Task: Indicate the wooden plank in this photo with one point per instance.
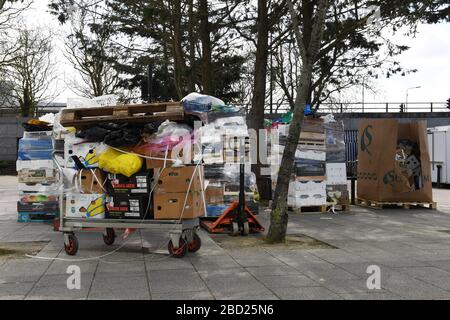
(405, 205)
(122, 113)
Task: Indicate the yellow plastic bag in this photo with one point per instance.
(119, 163)
(129, 164)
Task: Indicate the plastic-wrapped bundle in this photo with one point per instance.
(335, 141)
(200, 102)
(35, 148)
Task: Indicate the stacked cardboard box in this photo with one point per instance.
(319, 175)
(37, 176)
(178, 193)
(337, 189)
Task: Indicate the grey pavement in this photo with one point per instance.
(409, 247)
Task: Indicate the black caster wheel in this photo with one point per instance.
(180, 251)
(72, 246)
(195, 244)
(109, 237)
(246, 230)
(235, 229)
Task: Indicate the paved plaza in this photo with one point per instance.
(411, 248)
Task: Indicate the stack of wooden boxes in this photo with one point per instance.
(308, 188)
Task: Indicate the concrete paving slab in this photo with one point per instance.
(306, 293)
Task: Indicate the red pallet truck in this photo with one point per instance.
(237, 219)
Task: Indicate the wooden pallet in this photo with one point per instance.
(340, 208)
(319, 209)
(405, 205)
(309, 209)
(125, 113)
(35, 217)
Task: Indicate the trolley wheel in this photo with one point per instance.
(180, 251)
(109, 237)
(246, 230)
(72, 247)
(235, 230)
(195, 244)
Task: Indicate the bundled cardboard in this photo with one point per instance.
(85, 151)
(125, 206)
(178, 179)
(89, 206)
(382, 174)
(138, 183)
(170, 206)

> [Your instructions]
Copy out the listing above line for line, with no changes, and leave the picture out of your copy.

> [The solution]
Task: Indicate the wooden plank in this photo with one point per instance.
(405, 205)
(122, 113)
Task: Indicate the yellow plastic bag in this photo with one point per instance.
(119, 163)
(129, 164)
Task: Indicate the plastic-wrapped bundle in this photo with one point per instance.
(335, 141)
(200, 102)
(35, 148)
Task: Indicate the stacked cardboard box in this photo with one point per instance.
(319, 175)
(37, 176)
(178, 193)
(337, 189)
Task: Indicate the grey pavement in this photo with one point per instance.
(409, 247)
Task: Indicate the black caster wheel in this photo with one point per instance.
(180, 251)
(72, 246)
(195, 244)
(109, 237)
(246, 230)
(235, 229)
Task: Indicate the paved plaza in this photo with one point per instance.
(411, 248)
Task: Indicate the stack of wooden boxes in this photo with one point per instance.
(308, 188)
Task: Indicate the concrete paving slab in this photo with one point per instance.
(306, 293)
Task: Indicate the red pallet truck in this photo with one point per instance.
(237, 219)
Task: Indicate the wooden pallet in this photo with one point per instance.
(340, 208)
(319, 209)
(405, 205)
(309, 209)
(125, 113)
(35, 217)
Task: Indicate the trolley wheel in this photo with one point per instance.
(180, 251)
(109, 237)
(246, 230)
(72, 247)
(235, 230)
(195, 244)
Task: Indicate the bundled cardboard in this photo with one point per instance.
(85, 151)
(125, 206)
(178, 179)
(89, 206)
(382, 174)
(138, 183)
(170, 206)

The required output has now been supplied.